经过几天水水的学习,利用波斯顿房价数据集做了一点小小练习,并写此笔记来记录自己点滴实验心得。新手实验,望有经验人士勿喷,本人抛砖引玉,望得到宝贵建议。如今后有新的体会,则会更新笔记。
1、线性回归+留出法与lasso+留出法
#波士顿房价
from sklearn import datasets
from sklearn.linear_model import LinearRegression
from sklearn.model_selection import train_test_split
from sklearn.metrics import accuracy_score
import matplotlib.pyplot as plt
import numpy as np
from sklearn.linear_model import Lasso
from sklearn.metrics import mean_squared_error
from sklearn.metrics import mean_absolute_error
from sklearn.metrics import r2_score
#导入数据
house_price = datasets.load_boston()
house_price_feature = house_price.data
house_price_target = house_price.target
#导入数据
#留出法
house_price_feature_train, house_price_feature_test, house_price_target_train, house_price_target_test = train_test_split(house_price_feature,house_price_target,test_size=0.3)
#留出法
#创建分类器
LR_model = LinearRegression()#创建线性回归分类器
LR_model.fit(house_price_feature_train, house_price_target_train)#线性回归分类器训练
LA_model = Lasso()#创建lasso
LA_model.fit(house_price_feature_train, house_price_target_train)#lasso训练
#创建分类器
#预测
predict_results_LR = LR_model.predict(house_price_feature_test)#线性回归分类器预测
predict_results_LA = LA_model.predict(house_price_feature_test)#lasso预测
#预测
#指标分析
print("LR's MSE is ",mean_squared_error(house_price_target_test,predict_results_LR))
print("LR's MAE is ",mean_absolute_error(house_price_target_test,predict_results_LR))
print("LR's R Squared is ",r2_score(house_price_target_test,predict_results_LR))
print("LA's MSE is ",mean_squared_error(house_price_target_test,predict_results_LA))
print("LA's MAE is ",mean_absolute_error(house_price_target_test,predict_results_LA))

分割标注条目
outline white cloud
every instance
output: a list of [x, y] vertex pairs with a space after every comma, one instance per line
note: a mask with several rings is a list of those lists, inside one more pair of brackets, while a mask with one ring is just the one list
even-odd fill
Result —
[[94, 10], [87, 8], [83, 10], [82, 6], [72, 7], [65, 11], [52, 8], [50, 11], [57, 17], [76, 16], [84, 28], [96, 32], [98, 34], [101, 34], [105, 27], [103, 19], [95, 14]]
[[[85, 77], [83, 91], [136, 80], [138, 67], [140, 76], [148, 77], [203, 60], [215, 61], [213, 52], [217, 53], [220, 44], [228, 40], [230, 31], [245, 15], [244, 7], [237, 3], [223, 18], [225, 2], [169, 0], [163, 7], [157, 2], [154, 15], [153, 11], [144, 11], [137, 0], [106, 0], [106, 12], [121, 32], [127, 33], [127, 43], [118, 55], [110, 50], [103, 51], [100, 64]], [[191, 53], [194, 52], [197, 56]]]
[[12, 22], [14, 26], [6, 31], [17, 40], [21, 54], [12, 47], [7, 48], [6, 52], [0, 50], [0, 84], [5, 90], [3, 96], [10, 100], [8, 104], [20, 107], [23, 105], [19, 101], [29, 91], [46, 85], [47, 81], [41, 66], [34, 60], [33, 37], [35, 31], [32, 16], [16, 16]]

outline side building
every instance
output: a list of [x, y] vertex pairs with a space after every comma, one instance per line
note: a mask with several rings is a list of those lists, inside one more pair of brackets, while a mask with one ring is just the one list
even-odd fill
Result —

练习要求 >>
a: 将原文从“1、线性回归+留出法与lasso+留出法”开始、到“house_price = datasets.load_boston()”结束的部分重写一遍，把其中的“LinearRegression”替换为“Ridge”。
b: 把条目中从含有“outline side building”的那一行开始、到条目末尾结束的各行转换成 JSON 字符串列表，每行对应一个字符串，空行不计。
原文与这些条目之间没有关联。

逐题答案 >>
a:
1、线性回归+留出法与lasso+留出法
#波士顿房价
from sklearn import datasets
from sklearn.linear_model import Ridge
from sklearn.model_selection import train_test_split
from sklearn.metrics import accuracy_score
import matplotlib.pyplot as plt
import numpy as np
from sklearn.linear_model import Lasso
from sklearn.metrics import mean_squared_error
from sklearn.metrics import mean_absolute_error
from sklearn.metrics import r2_score
#导入数据
house_price = datasets.load_boston()

b:
[
  "outline side building",
  "every instance",
  "output: a list of [x, y] vertex pairs with a space after every comma, one instance per line",
  "note: a mask with several rings is a list of those lists, inside one more pair of brackets, while a mask with one ring is just the one list",
  "even-odd fill",
  "Result —"
]